↓

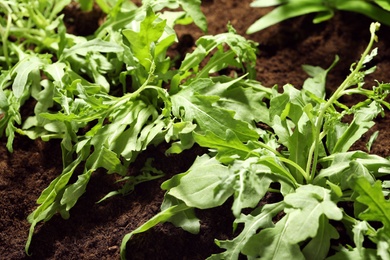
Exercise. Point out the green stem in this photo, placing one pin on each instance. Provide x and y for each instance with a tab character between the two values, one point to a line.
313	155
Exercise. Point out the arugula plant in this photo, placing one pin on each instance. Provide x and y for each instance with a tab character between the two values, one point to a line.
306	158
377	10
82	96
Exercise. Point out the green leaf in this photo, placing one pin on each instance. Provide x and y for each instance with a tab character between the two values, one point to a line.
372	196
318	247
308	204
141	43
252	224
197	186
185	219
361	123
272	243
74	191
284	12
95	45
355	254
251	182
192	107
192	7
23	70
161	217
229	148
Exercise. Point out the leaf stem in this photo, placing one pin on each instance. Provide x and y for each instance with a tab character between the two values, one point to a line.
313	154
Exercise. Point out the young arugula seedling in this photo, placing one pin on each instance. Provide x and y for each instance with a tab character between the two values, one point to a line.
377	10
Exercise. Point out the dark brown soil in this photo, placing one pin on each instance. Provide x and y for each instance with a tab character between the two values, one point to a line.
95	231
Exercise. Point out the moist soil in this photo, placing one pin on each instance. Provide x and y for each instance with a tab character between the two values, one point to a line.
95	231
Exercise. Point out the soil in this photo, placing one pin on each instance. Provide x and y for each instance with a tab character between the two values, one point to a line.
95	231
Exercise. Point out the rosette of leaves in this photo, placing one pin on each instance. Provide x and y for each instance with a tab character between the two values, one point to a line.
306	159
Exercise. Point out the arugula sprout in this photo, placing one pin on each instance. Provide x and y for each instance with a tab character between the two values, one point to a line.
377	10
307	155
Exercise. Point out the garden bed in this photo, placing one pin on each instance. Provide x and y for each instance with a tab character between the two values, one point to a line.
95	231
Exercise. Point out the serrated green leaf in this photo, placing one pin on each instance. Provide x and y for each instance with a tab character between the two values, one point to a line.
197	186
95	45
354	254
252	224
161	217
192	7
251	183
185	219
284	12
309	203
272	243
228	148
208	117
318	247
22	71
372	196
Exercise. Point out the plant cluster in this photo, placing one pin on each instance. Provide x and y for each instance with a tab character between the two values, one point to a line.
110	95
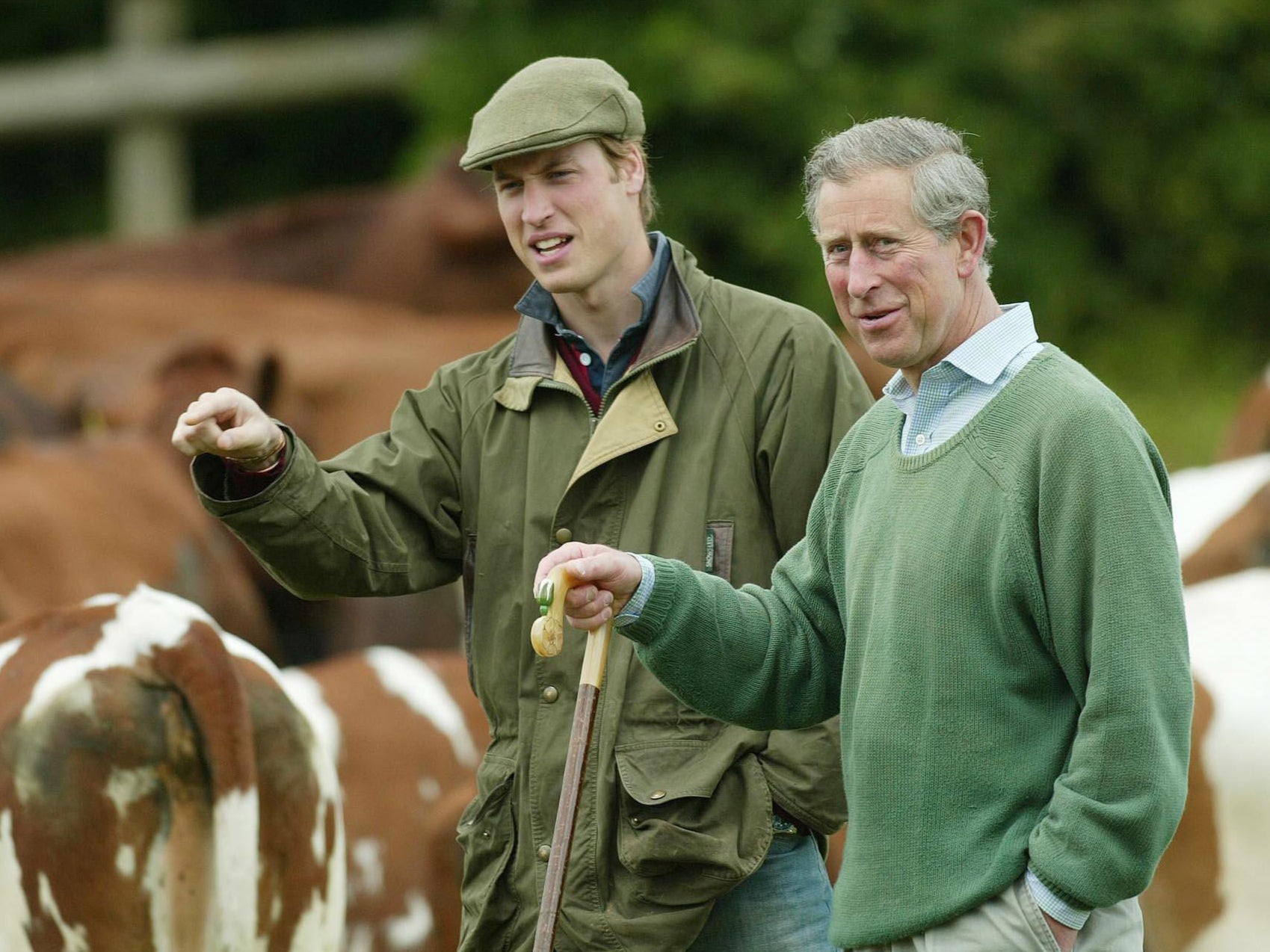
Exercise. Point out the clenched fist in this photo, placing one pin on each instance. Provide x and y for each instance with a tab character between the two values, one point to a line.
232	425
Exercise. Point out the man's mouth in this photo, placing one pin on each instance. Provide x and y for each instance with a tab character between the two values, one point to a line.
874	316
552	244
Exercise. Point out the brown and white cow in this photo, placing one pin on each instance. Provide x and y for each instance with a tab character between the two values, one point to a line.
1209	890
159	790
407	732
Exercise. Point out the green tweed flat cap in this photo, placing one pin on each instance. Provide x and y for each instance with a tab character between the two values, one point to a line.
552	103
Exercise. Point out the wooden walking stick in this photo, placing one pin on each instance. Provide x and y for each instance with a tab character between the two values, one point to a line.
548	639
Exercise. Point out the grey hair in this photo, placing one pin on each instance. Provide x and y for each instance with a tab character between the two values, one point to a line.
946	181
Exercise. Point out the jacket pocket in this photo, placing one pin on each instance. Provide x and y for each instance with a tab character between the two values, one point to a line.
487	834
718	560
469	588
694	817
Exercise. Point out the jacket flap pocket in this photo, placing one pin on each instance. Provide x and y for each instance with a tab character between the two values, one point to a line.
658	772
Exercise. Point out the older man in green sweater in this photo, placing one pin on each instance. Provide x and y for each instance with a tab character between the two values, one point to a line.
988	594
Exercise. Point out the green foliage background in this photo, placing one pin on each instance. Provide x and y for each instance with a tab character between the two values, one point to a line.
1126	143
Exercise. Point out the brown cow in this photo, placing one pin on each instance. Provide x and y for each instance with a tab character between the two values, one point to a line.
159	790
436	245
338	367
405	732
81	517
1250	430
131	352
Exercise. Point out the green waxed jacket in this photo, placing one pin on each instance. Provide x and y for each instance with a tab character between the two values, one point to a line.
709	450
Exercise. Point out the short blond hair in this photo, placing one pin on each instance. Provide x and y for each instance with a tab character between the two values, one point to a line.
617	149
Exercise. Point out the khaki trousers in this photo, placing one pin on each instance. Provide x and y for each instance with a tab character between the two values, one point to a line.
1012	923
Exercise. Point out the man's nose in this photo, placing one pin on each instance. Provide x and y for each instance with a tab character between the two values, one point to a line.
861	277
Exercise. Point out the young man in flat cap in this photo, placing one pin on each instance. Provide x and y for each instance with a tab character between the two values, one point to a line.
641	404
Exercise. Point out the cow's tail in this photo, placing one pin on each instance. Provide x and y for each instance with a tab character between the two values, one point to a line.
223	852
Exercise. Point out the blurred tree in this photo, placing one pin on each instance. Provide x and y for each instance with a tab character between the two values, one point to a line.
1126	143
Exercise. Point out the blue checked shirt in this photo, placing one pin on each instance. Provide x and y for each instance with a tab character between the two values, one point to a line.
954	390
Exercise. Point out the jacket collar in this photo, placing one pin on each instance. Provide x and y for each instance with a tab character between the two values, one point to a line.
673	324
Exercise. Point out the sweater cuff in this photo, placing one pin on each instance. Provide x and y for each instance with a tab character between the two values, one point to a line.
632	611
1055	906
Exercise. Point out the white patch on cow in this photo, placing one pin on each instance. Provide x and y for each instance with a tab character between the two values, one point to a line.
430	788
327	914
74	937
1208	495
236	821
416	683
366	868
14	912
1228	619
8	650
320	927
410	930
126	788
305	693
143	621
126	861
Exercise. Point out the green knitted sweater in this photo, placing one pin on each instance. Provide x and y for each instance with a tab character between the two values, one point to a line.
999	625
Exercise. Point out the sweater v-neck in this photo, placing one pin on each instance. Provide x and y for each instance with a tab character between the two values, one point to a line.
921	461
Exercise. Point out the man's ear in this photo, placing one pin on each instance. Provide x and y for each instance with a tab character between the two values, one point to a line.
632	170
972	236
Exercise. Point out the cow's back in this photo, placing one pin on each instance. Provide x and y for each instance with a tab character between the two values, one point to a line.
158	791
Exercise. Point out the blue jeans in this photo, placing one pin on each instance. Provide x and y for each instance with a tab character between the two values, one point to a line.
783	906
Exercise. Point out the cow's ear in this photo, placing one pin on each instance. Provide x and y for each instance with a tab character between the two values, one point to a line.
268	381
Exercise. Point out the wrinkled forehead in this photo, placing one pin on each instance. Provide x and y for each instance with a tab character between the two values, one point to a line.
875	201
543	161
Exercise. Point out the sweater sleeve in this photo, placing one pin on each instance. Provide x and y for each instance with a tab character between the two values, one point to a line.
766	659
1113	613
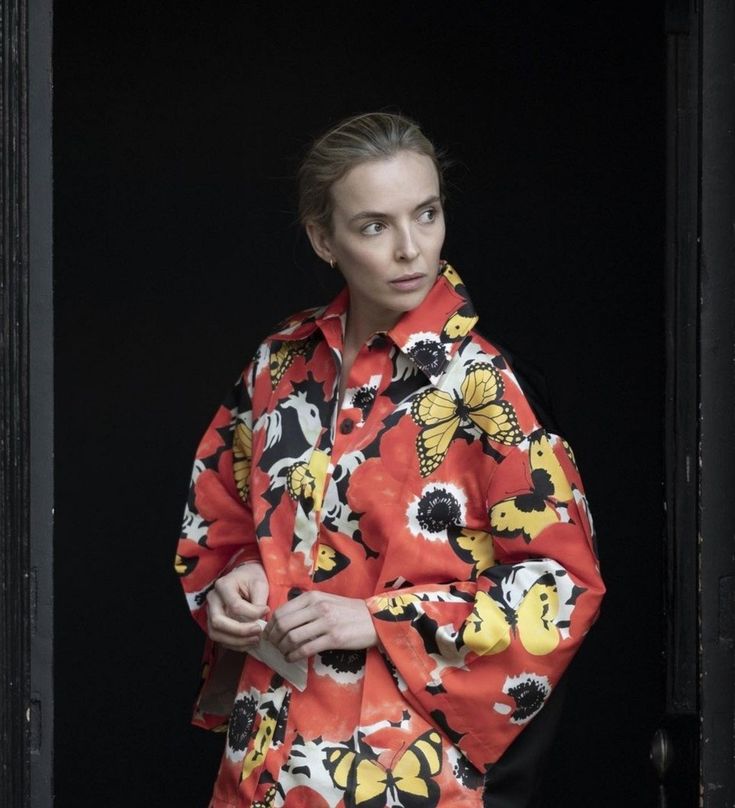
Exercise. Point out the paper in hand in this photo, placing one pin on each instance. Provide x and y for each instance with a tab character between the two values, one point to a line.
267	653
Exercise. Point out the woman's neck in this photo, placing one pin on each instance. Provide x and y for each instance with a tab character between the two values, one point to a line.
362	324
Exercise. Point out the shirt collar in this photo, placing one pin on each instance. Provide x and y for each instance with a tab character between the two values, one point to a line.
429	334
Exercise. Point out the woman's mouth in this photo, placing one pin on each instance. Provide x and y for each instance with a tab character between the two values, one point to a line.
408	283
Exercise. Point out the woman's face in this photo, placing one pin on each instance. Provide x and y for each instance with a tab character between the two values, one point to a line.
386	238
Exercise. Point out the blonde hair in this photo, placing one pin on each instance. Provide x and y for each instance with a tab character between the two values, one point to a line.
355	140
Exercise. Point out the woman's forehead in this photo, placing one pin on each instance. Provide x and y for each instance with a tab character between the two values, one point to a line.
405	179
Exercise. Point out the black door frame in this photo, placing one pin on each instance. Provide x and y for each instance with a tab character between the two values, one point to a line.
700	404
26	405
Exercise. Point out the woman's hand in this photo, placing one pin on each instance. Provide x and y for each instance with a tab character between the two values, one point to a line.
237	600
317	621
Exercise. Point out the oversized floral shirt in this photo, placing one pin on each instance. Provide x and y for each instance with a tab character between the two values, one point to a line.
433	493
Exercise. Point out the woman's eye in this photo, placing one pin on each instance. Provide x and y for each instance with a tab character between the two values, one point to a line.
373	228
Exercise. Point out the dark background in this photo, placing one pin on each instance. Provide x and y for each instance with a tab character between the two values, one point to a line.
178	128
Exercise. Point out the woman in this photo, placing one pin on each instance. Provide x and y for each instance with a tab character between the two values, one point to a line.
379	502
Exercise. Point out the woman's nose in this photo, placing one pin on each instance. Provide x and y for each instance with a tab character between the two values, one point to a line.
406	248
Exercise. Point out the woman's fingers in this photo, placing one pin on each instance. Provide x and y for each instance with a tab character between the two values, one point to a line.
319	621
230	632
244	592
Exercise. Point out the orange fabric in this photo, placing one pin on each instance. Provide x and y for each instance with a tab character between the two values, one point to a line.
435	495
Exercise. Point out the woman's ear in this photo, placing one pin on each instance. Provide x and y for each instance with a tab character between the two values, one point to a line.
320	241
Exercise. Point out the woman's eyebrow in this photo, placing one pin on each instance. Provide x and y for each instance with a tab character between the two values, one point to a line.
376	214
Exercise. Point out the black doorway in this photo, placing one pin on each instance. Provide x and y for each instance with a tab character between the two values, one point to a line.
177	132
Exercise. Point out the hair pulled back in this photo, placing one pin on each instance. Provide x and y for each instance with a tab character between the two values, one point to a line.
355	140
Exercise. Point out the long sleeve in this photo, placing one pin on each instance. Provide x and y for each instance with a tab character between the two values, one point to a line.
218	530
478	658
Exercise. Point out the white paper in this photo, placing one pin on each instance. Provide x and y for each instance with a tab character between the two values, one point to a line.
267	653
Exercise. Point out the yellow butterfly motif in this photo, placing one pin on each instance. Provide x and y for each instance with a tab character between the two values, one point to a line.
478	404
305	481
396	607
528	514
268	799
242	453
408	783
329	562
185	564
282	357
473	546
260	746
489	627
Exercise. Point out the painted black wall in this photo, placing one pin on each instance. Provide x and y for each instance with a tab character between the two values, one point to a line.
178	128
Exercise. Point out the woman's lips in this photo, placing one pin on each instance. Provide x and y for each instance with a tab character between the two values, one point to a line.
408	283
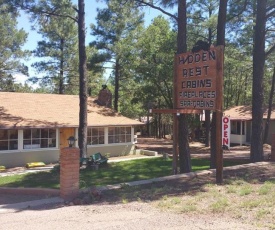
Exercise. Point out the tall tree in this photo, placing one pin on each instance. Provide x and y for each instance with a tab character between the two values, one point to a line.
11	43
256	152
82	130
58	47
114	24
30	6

↑

Rewrite the records from the line with "Exercise. Point out the woman's lips" up to and including the last line of the records, replacing "tall tree" with "large tree" and leaving everything else unchanged. Omit the pictures from your answer.

Exercise. Point out the woman's lips in this photo, placing one pin on each instance. Provide x and y for each instance with a tab character between the two values, one point to a line.
408	283
Exercise. Point out the large tree in this photo, placing one pin on each instance. Provide x and y for each instance with a tab character between the two values, one point to a line.
11	43
256	152
82	130
58	47
114	24
30	6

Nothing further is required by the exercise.